» **What is needed**:
Repeat word for word the part of the forum exchange about old window glass starting with "OK, sorry for" and going on through "or the tops.".

» **Given passage**:
-----

OK, sorry for the OT, but then why does glass from yesteryear have horizontal flowlines and also is fatter at the bottom always, never the sides or the tops.
If it's a manufacturing issue, why would they all be installed the same way.
Prepared to accept that it's 'bunk' but I need more information or proof.

You're not saying it's a solid suffering from creep are you?

akueck
12-09-2010, 01:30 AM
It is exactly a manufacturing issue. Glass windows were spun and cut from a disk. One side was thicker (the side toward the center of the disk). Which side would you put down? The thick side, it's most stable that way. So it's also that they were installed the same way, every time. Creep in glass at ambient temperatures is too slow to notice in human timescales. [Creep rates are generally related to homologous temperature, T/Tm where Tm is melting or for glass you'd probably use Tg instead. Tg for window glass is supposedly around 550 C, so T/Tg for a hot day (40 C) is only 0.4 or so. Warm, but not hot enough to cause a lot of creep. Lead for example is about 0.6, so you do see it creep over time, but even then it takes hundreds of years to go far.]

Here's (http://www.glasslinks.com/newsinfo/supercooled.htm) a fun article I found which talks about glass, viscosity, and such. I mostly agree with it. ;)

-----

» **Raw data**:

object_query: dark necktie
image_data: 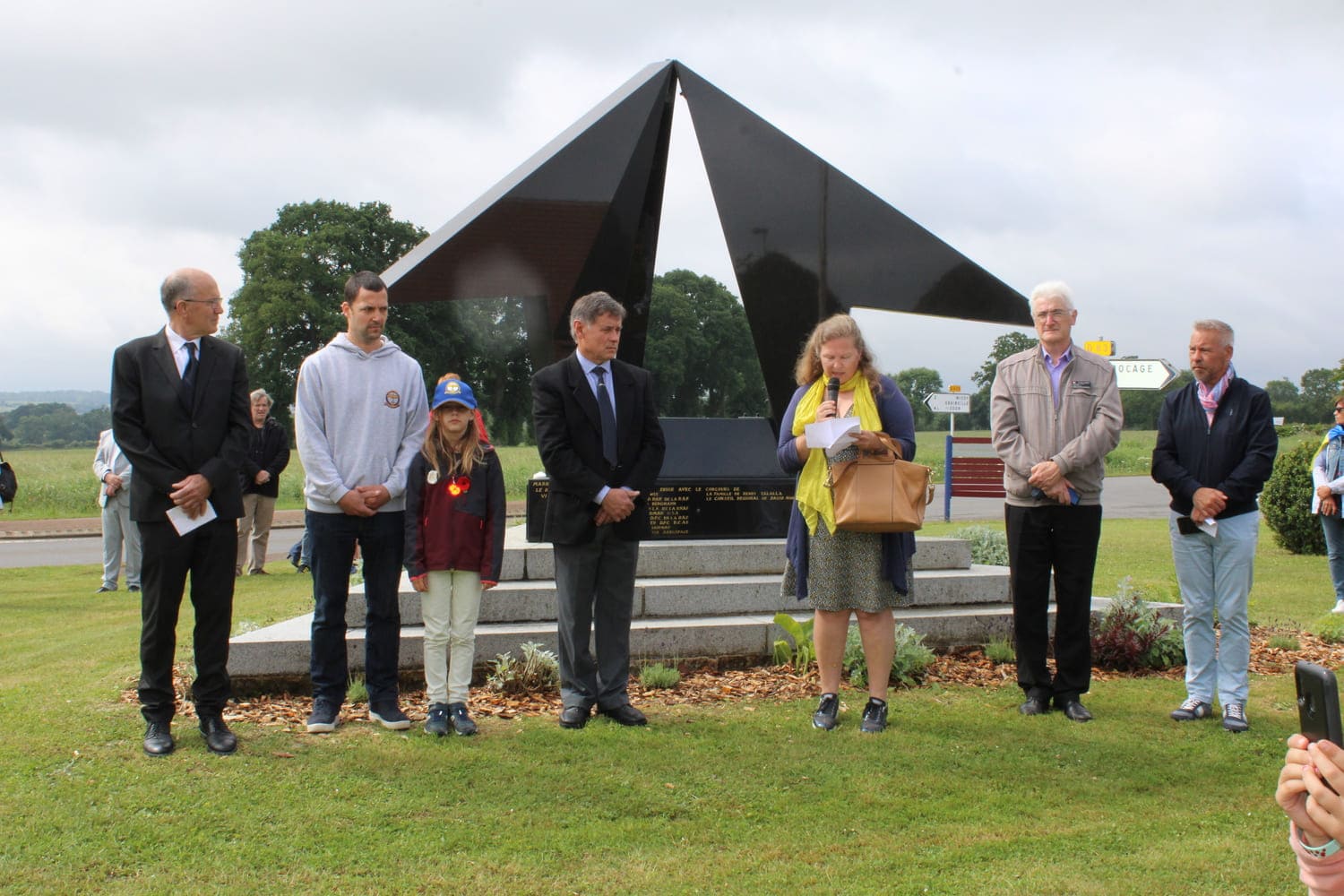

-----

» **Solution below**:
OK, sorry for the OT, but then why does glass from yesteryear have horizontal flowlines and also is fatter at the bottom always, never the sides or the tops.